> **Texte présenté**:
....
Dans un arrêt du 21 septembre 2017 la Cour de cassation a tranché sur l’entrée en vigueur immédiate de la réforme des contrats : une décision importante en raison des différentes interprétations possibles sur l’application des nouvelles normes issues de l’ordonnance du 10 février 2016 réformant le droit des contrats.
La Chambre sociale de la cour de cassation s’est prononcée à propos d’une question de formation des contrats relative à la qualification de promesse de contracter ou d’ une offre.
Contexte: un joueur de rugby avait reçu en 2013 une offre de contrat de travail à laquelle était jointe une convention prévoyant l’engagement pour la saison sportive 2012/2013, avec une option pour la saison suivante, une rémunération mensuelle brute de 3 200 euros, la mise à disposition d’un véhicule et un début d’activité fixé au 1er juillet 2012. Par un courrier électronique électronique postérieur, le club avait indiqué ne pas pouvoir donner suite aux contacts intervenus. Le joueur considérait qu’il s’agissait d’une promesse d’embauche et le club d’une simple offre librement rétractable.
Décision de la cour d’appel: la cour de Montpellier a considéré qu’un contrat de travail avait été conclu et abusivement rompu : » Attendu que pour condamner l’employeur au paiement d’une somme à titre de rupture abusive du contrat de travail l’arrêt retient qu’il résulte d’un courrier électronique adressé, le 25 mai 2012, par le secrétariat du club qu’une promesse d’embauche a été transmise à l’agent et représentant du joueur de rugby, que la convention prévoit l’emploi proposé, la rémunération ainsi que la date d’entrée en fonction, de sorte que cet écrit constitue bien une promesse d’embauche valant contrat de travail, que dans la mesure où le joueur a accepté la promesse d’embauche il en résultait qu’un contrat de travail avait été formé entre les parties et il importe peu que le club de rugby ait finalement renoncé à engager le joueur, même antérieurement à la signature du contrat par le joueur, que la promesse d’embauche engage l’employeur même si le salarié n’a pas manifesté son accord.
....
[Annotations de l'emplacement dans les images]

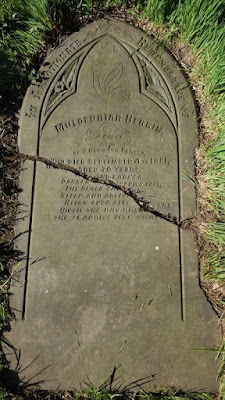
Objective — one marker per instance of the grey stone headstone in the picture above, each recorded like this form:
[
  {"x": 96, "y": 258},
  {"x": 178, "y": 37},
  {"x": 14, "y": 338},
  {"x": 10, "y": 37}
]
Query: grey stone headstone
[{"x": 105, "y": 284}]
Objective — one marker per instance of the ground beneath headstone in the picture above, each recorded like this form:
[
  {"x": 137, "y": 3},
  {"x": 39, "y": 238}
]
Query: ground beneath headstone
[{"x": 105, "y": 284}]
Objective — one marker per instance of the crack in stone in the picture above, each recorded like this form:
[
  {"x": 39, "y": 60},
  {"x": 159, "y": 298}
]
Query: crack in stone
[{"x": 140, "y": 201}]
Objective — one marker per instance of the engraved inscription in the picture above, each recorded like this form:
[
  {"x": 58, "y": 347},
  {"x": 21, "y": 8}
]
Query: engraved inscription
[{"x": 110, "y": 87}]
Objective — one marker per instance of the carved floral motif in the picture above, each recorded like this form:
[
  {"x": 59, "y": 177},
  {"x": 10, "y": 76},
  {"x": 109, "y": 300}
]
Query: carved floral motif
[
  {"x": 110, "y": 87},
  {"x": 108, "y": 134}
]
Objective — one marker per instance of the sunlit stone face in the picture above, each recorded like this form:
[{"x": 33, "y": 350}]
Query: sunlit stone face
[{"x": 106, "y": 284}]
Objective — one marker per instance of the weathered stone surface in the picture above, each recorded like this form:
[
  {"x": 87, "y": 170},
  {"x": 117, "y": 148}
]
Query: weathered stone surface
[{"x": 106, "y": 284}]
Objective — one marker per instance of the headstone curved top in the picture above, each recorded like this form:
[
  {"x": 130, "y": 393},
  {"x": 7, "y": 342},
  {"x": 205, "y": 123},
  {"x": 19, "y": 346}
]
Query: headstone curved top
[{"x": 106, "y": 284}]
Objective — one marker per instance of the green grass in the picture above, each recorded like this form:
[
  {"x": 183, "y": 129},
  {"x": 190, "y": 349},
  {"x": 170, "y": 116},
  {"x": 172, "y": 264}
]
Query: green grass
[{"x": 25, "y": 28}]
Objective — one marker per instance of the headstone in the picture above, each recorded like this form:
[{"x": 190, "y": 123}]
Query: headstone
[{"x": 105, "y": 284}]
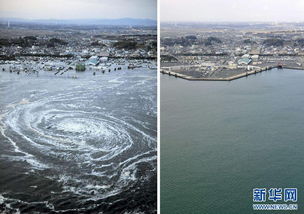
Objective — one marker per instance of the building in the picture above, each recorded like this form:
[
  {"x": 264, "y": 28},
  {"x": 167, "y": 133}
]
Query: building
[
  {"x": 244, "y": 61},
  {"x": 93, "y": 60}
]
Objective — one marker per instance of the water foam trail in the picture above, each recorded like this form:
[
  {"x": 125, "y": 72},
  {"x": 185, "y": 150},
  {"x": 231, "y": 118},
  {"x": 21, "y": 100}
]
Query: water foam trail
[{"x": 64, "y": 133}]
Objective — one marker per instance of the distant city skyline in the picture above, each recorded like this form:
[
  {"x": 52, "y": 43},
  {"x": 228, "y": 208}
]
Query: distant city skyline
[
  {"x": 232, "y": 11},
  {"x": 78, "y": 9}
]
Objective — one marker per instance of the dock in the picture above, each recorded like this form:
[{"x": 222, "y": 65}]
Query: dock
[{"x": 238, "y": 76}]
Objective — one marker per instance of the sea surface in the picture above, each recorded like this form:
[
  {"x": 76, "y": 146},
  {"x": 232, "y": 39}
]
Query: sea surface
[
  {"x": 85, "y": 145},
  {"x": 220, "y": 140}
]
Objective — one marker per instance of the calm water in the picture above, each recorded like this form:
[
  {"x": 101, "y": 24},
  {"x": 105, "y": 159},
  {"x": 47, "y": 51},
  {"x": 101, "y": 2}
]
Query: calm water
[
  {"x": 219, "y": 140},
  {"x": 78, "y": 145}
]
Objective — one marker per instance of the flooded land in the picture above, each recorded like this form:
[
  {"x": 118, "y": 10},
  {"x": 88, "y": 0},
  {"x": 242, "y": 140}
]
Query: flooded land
[{"x": 228, "y": 51}]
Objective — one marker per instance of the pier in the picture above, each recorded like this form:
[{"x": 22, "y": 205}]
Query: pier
[{"x": 234, "y": 77}]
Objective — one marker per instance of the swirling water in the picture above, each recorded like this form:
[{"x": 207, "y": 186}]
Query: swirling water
[{"x": 78, "y": 145}]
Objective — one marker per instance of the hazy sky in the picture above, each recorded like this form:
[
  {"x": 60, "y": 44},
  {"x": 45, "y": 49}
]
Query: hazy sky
[
  {"x": 75, "y": 9},
  {"x": 232, "y": 10}
]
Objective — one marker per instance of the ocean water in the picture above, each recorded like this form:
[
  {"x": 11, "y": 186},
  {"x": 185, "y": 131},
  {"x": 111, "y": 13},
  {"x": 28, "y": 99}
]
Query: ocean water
[
  {"x": 219, "y": 140},
  {"x": 85, "y": 145}
]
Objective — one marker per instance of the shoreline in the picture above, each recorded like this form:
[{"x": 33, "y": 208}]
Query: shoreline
[{"x": 238, "y": 76}]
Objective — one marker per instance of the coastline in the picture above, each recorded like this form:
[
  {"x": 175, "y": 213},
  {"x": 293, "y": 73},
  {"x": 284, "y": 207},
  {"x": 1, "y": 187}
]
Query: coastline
[{"x": 234, "y": 77}]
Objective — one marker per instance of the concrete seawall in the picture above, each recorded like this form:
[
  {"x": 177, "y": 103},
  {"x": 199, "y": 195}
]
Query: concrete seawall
[{"x": 238, "y": 76}]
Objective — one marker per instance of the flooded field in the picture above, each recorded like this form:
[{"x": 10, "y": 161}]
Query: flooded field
[{"x": 78, "y": 145}]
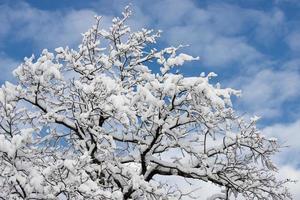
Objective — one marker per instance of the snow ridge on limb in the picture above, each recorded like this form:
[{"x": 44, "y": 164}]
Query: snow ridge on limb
[{"x": 96, "y": 123}]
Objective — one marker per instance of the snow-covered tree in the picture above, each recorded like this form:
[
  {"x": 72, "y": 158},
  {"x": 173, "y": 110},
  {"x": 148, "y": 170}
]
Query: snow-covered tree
[{"x": 96, "y": 123}]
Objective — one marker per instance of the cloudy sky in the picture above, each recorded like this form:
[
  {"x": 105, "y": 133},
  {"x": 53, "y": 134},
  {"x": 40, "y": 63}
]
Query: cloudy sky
[{"x": 252, "y": 45}]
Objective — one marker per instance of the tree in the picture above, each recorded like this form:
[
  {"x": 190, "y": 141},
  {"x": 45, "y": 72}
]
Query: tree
[{"x": 96, "y": 123}]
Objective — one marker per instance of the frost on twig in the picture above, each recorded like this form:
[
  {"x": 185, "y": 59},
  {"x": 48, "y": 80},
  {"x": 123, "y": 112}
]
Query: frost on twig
[{"x": 96, "y": 123}]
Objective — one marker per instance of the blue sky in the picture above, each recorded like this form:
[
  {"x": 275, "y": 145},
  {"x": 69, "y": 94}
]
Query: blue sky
[{"x": 252, "y": 45}]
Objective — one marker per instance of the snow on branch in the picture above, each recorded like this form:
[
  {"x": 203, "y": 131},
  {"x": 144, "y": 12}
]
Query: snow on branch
[{"x": 96, "y": 123}]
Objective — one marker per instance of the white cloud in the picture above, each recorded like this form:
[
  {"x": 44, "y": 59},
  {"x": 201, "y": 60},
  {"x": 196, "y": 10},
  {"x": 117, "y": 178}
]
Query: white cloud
[
  {"x": 288, "y": 135},
  {"x": 288, "y": 158},
  {"x": 7, "y": 64},
  {"x": 288, "y": 172},
  {"x": 293, "y": 41},
  {"x": 216, "y": 32},
  {"x": 46, "y": 29},
  {"x": 265, "y": 92}
]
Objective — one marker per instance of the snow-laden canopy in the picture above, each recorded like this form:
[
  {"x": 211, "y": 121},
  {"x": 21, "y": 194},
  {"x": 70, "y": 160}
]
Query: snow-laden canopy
[{"x": 96, "y": 123}]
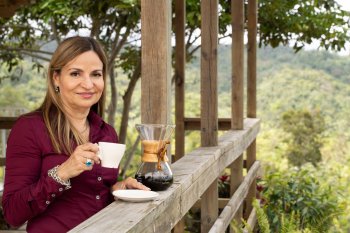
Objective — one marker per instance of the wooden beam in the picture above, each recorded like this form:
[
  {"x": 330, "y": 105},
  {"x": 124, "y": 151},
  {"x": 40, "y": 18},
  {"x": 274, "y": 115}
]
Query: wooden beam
[
  {"x": 236, "y": 201},
  {"x": 237, "y": 7},
  {"x": 195, "y": 123},
  {"x": 251, "y": 95},
  {"x": 236, "y": 179},
  {"x": 180, "y": 58},
  {"x": 251, "y": 60},
  {"x": 209, "y": 102},
  {"x": 155, "y": 65},
  {"x": 193, "y": 174},
  {"x": 180, "y": 61},
  {"x": 209, "y": 96}
]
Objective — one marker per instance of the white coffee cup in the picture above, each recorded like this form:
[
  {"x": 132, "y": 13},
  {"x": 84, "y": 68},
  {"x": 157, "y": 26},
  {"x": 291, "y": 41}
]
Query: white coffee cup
[{"x": 110, "y": 154}]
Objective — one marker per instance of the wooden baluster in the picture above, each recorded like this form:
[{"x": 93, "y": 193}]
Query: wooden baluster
[{"x": 209, "y": 103}]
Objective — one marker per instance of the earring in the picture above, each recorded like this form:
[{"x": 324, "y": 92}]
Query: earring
[{"x": 57, "y": 89}]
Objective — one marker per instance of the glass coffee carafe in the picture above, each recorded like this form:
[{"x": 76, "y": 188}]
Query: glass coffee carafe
[{"x": 154, "y": 171}]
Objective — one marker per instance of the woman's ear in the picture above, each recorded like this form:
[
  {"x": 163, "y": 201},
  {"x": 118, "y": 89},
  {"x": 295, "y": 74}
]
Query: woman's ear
[{"x": 56, "y": 76}]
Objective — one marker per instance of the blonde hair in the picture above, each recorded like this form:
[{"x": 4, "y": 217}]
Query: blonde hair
[{"x": 61, "y": 131}]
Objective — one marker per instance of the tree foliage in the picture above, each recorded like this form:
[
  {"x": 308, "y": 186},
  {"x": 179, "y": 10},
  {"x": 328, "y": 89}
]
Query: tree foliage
[
  {"x": 305, "y": 129},
  {"x": 297, "y": 197}
]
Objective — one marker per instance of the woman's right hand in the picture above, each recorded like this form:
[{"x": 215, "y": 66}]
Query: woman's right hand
[{"x": 76, "y": 163}]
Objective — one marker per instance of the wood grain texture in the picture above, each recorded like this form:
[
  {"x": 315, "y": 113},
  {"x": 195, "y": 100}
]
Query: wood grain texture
[
  {"x": 251, "y": 60},
  {"x": 193, "y": 174},
  {"x": 236, "y": 201},
  {"x": 180, "y": 58},
  {"x": 237, "y": 7},
  {"x": 209, "y": 73}
]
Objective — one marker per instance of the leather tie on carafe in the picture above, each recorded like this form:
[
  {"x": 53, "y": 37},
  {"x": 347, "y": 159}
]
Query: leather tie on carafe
[{"x": 153, "y": 152}]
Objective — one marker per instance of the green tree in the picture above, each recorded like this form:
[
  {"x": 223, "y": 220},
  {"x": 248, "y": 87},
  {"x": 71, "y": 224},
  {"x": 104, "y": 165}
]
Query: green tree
[
  {"x": 116, "y": 24},
  {"x": 299, "y": 197},
  {"x": 304, "y": 130}
]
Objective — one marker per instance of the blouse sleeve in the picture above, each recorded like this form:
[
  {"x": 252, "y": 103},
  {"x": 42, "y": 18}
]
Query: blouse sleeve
[{"x": 27, "y": 192}]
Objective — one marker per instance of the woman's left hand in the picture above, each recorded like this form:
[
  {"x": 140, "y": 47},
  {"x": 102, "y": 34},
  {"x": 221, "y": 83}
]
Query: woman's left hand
[{"x": 129, "y": 183}]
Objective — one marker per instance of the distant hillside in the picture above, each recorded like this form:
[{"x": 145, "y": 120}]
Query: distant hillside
[{"x": 314, "y": 80}]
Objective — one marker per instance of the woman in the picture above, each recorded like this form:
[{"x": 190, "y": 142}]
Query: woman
[{"x": 54, "y": 179}]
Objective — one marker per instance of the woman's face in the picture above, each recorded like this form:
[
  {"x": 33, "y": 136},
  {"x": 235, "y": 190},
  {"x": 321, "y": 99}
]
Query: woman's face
[{"x": 81, "y": 82}]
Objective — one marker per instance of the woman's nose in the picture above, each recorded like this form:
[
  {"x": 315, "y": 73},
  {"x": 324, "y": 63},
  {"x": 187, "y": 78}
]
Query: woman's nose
[{"x": 87, "y": 82}]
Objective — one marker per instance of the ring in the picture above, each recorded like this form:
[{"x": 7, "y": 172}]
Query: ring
[{"x": 88, "y": 162}]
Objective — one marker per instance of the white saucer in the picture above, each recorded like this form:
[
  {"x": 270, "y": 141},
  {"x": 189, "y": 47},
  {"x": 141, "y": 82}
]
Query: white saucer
[{"x": 135, "y": 195}]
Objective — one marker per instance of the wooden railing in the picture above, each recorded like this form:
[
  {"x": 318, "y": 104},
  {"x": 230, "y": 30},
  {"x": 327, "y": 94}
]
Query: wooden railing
[{"x": 193, "y": 174}]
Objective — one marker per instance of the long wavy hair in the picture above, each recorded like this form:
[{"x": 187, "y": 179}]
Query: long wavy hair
[{"x": 62, "y": 133}]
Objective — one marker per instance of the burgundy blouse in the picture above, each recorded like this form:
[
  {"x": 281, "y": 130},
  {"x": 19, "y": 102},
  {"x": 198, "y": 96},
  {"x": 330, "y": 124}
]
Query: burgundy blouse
[{"x": 30, "y": 195}]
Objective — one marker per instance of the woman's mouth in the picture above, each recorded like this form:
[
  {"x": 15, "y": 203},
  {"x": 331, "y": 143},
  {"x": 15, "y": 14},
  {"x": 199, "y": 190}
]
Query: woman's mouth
[{"x": 86, "y": 95}]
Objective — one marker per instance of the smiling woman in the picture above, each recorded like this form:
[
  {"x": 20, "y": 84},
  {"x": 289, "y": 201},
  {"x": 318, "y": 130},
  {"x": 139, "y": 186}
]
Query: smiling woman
[{"x": 51, "y": 158}]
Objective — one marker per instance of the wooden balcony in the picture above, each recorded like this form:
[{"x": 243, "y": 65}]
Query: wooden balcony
[{"x": 193, "y": 174}]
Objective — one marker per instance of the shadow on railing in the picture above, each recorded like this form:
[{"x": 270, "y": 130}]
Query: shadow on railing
[{"x": 193, "y": 174}]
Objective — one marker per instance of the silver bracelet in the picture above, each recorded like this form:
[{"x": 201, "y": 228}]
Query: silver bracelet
[{"x": 53, "y": 174}]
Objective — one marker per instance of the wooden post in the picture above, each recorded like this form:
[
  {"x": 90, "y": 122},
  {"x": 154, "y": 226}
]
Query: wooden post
[
  {"x": 156, "y": 61},
  {"x": 180, "y": 61},
  {"x": 251, "y": 95},
  {"x": 209, "y": 103},
  {"x": 235, "y": 181},
  {"x": 180, "y": 58},
  {"x": 237, "y": 7}
]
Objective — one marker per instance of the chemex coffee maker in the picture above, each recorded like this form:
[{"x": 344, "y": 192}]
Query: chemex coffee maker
[{"x": 154, "y": 171}]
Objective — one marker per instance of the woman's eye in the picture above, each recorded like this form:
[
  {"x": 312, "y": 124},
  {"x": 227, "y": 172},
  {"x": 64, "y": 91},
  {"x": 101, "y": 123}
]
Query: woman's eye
[
  {"x": 97, "y": 75},
  {"x": 74, "y": 74}
]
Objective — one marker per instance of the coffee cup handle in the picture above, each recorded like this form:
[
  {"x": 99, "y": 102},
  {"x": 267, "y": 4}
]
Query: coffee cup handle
[{"x": 99, "y": 151}]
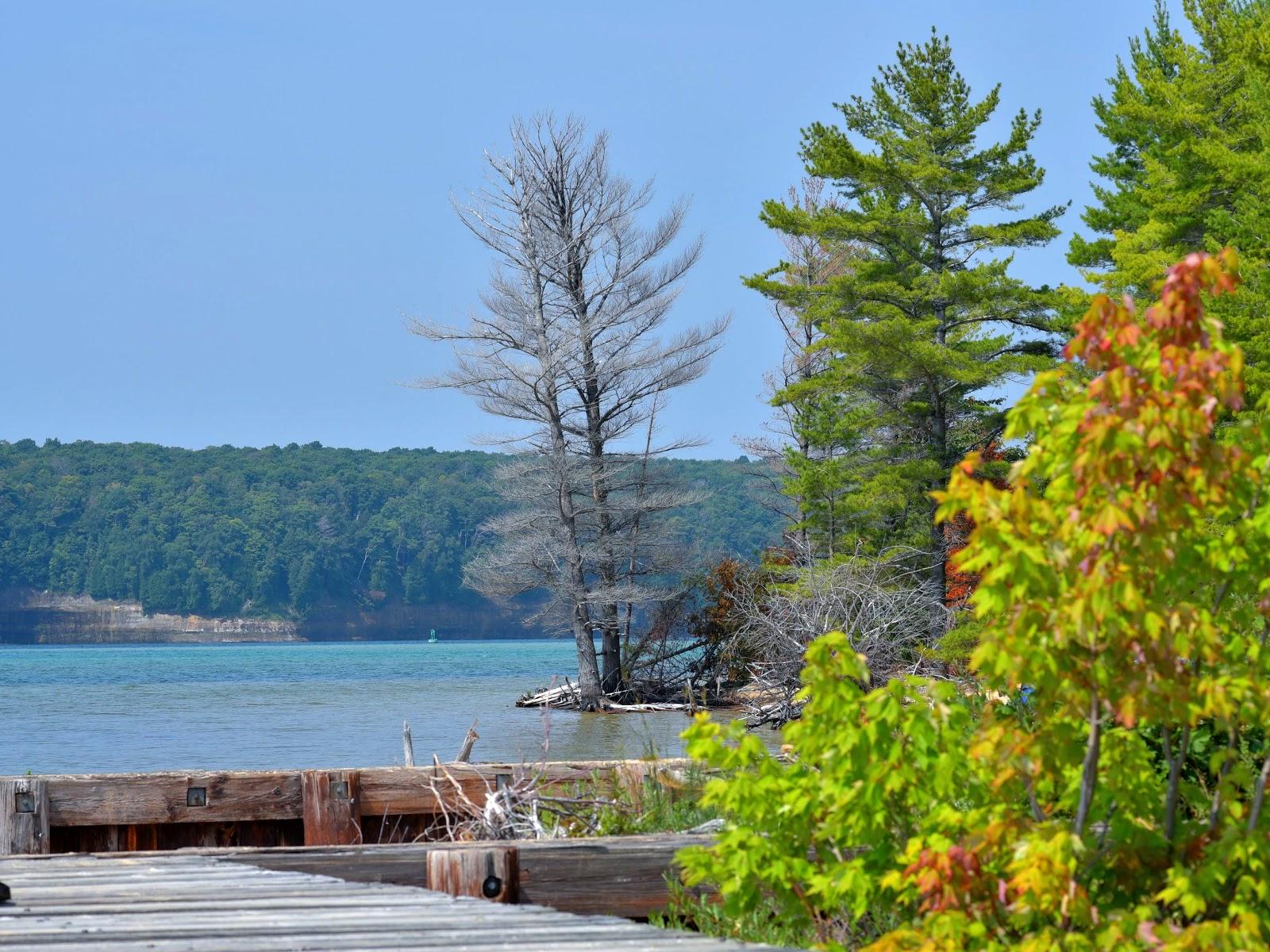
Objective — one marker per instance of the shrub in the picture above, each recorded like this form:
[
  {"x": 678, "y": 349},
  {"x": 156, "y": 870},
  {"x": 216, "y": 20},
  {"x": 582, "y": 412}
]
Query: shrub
[{"x": 1123, "y": 596}]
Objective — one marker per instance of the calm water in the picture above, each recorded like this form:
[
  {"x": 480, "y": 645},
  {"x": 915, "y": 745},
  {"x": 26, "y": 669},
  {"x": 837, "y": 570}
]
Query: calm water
[{"x": 71, "y": 708}]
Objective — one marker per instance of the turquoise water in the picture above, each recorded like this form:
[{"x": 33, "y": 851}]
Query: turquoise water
[{"x": 84, "y": 708}]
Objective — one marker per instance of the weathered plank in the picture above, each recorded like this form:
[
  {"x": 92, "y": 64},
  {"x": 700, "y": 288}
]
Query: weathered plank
[
  {"x": 154, "y": 903},
  {"x": 483, "y": 873},
  {"x": 603, "y": 875},
  {"x": 25, "y": 816},
  {"x": 167, "y": 797},
  {"x": 332, "y": 808},
  {"x": 140, "y": 799}
]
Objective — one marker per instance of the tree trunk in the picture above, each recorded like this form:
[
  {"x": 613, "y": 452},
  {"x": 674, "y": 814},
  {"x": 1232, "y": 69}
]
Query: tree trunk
[{"x": 588, "y": 673}]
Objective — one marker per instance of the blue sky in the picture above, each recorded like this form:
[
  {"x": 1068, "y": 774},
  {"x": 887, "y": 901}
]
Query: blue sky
[{"x": 217, "y": 216}]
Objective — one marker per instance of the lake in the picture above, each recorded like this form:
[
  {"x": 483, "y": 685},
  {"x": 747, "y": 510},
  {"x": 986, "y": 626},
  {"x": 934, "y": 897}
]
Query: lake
[{"x": 86, "y": 708}]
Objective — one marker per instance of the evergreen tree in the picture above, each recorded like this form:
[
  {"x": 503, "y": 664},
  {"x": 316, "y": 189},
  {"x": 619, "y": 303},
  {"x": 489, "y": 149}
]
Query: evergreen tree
[
  {"x": 1189, "y": 167},
  {"x": 926, "y": 321}
]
....
> **Travail à faire**:
a) Répondez à ces questions à l'aide du texte sur l'arrêt du 21 septembre 2017 :
(i) De quelle date est l'ordonnance qui a réformé le droit des contrats ?
(ii) Quelle rémunération mensuelle brute la convention prévoyait-elle ?
(iii) Quelle cour d'appel a estimé qu'un contrat de travail avait été conclu ?
b) Ces affirmations concordent-elles avec le texte sur l'arrêt du 21 septembre 2017 ? Répondez par oui ou par non et citez les mots du texte qui tranchent.
(i) La Chambre sociale de la Cour de cassation s'est prononcée sur une question de formation des contrats.
(ii) Le club voyait dans le document une promesse d'embauche.
(iii) Le courrier électronique du 25 mai 2012 avait été envoyé par le secrétariat du club.
c) Reprenez le texte sur l'arrêt du 21 septembre 2017 à partir de l'endroit où il s'arrête.
Les enregistrements ne servent à rien pour ce travail.

> **Corrigé de l'exercice**:
a)
(i) Du 10 février 2016.
(ii) 3 200 euros.
(iii) La cour de Montpellier.

b)
(i) Oui : « La Chambre sociale de la cour de cassation s’est prononcée à propos d’une question de formation des contrats ».
(ii) Non : « le club d’une simple offre librement rétractable ».
(iii) Oui : « un courrier électronique adressé, le 25 mai 2012, par le secrétariat du club ».

c)
Position de la Cour de Cassation: la Cour a cassé l’arrêt d’appel en retenant que:
*sur l’entrée en vigueur de la loi nouvelle: « l’évolution du droit des obligations, résultant de l’ordonnance n° 2016-131 du 10 février 2016, conduit à apprécier différemment, dans les relations de travail, la portée des offres et promesses de contrat de travail » . Elle utilise ainsi la méthode de l’appréciation d’une norme à la lumière d’une autre en distinguant:
° offre de contrat de travail : « l’acte par lequel un employeur propose un engagement précisant l’emploi, la rémunération et la date d’entrée en fonction et exprime la volonté de son auteur d’être lié en cas d’acceptation, constitue une offre de contrat de travail, qui peut être librement rétractée tant qu’elle n’est pas parvenue à son destinataire ; la rétractation de l’offre avant l’expiration du délai fixé par son auteur ou, à défaut, l’issue d’un délai raisonnable, fait obstacle à la conclusion du contrat de travail et engage la responsabilité extra-contractuelle de son auteur »
° promesse unilatérale de contrat de travail: « Attendu, en revanche, que la promesse unilatérale de contrat de travail est le contrat par lequel une partie, le promettant, accorde à l’autre, le bénéficiaire, le droit d’opter pour la conclusion d’un contrat de travail, dont l’emploi, la rémunération et la date d’entrée en fonction sont déterminés, et pour la formation duquel ne manque que le consentement du bénéficiaire ; que la révocation de la promesse pendant le temps laissé au bénéficiaire pour opter n’empêche pas la formation du contrat de travail promis »
*Sur le fond, la cour de cassation retient qu’en statuant comme elle l’a fait « sans constater que l’acte du 25 mai 2012 offrait au joueur le droit d’opter pour la conclusion du contrat de travail dont les éléments essentiels étaient déterminés et pour la formation duquel ne manquait que son consentement, la cour d’appel a violé les textes applicables ».
A retenir : l’offre de contrat n’était pas une promesse de contrat de travail, mais une simple offre de contrat de travail, librement révocable donc, dans la mesure où « l’offre » ne comprenait pas de droit d’opter pour la conclusion de celui-ci. .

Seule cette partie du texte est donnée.